[Dataset rows]
▼
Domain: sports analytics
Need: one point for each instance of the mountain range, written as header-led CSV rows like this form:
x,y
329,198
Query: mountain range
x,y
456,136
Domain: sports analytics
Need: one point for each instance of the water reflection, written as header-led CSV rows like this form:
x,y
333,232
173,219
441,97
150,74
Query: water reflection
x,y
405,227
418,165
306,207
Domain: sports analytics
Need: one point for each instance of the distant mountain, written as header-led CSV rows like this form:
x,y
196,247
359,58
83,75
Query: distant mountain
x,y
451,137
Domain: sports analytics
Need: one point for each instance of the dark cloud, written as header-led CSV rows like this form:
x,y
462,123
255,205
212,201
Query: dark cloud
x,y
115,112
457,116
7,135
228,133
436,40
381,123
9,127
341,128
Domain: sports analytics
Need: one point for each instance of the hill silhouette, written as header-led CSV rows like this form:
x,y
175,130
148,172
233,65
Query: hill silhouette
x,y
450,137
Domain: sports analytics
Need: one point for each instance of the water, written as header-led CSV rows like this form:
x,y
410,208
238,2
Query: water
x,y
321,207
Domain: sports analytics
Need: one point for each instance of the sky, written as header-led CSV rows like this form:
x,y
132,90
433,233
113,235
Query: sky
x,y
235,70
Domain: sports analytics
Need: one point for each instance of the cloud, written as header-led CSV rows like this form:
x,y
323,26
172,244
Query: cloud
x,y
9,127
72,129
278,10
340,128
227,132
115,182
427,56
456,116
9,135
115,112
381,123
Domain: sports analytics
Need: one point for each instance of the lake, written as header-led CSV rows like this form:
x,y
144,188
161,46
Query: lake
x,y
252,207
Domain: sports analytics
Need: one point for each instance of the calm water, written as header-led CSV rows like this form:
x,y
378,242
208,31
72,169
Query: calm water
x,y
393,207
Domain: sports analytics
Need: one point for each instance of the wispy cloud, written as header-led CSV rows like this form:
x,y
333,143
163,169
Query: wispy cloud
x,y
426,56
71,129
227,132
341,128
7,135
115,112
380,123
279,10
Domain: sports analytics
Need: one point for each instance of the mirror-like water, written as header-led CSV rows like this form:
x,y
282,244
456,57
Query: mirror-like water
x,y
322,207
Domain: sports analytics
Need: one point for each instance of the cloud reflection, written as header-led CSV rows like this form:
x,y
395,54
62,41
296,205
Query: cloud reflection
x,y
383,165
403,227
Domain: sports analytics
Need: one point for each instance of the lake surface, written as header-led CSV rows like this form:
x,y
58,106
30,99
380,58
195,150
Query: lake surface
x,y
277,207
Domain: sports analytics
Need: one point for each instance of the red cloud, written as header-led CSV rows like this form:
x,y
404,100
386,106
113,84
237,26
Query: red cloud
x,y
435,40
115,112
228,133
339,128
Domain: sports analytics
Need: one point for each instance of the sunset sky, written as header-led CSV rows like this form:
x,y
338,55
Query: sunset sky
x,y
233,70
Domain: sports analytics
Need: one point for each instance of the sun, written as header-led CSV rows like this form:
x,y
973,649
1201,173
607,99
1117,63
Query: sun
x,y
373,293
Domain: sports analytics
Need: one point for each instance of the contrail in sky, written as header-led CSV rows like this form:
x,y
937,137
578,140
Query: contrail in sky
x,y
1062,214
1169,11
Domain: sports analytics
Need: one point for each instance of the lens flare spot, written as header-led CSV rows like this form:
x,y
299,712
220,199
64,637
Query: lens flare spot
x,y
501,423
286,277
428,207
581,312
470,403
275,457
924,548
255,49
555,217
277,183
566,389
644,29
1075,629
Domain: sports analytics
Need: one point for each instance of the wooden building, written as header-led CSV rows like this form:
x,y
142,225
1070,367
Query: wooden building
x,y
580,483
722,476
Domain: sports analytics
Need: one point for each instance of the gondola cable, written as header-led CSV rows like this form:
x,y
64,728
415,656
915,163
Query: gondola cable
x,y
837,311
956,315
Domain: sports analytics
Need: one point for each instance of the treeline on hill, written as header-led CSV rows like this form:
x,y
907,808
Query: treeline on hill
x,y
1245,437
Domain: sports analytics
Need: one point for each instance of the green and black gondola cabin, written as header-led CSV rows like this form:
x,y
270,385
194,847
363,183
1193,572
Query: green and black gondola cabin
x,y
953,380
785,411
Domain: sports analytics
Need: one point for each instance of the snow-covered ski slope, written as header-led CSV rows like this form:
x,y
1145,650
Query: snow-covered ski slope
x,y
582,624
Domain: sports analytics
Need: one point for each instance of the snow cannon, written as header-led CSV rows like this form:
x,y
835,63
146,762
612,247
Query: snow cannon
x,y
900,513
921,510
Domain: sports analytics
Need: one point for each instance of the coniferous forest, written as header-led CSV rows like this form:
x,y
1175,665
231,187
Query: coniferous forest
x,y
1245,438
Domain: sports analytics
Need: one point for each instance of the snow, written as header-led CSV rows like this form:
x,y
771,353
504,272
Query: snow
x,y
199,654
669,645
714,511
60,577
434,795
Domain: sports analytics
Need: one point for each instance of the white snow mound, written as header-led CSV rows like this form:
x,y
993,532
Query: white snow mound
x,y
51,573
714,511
▲
:: PROBLEM DETAILS ::
Tally the lines in the rows above that contain the string "cable", matching case exactly. Reply with the number alone.

:: EXERCISE RESPONSE ::
2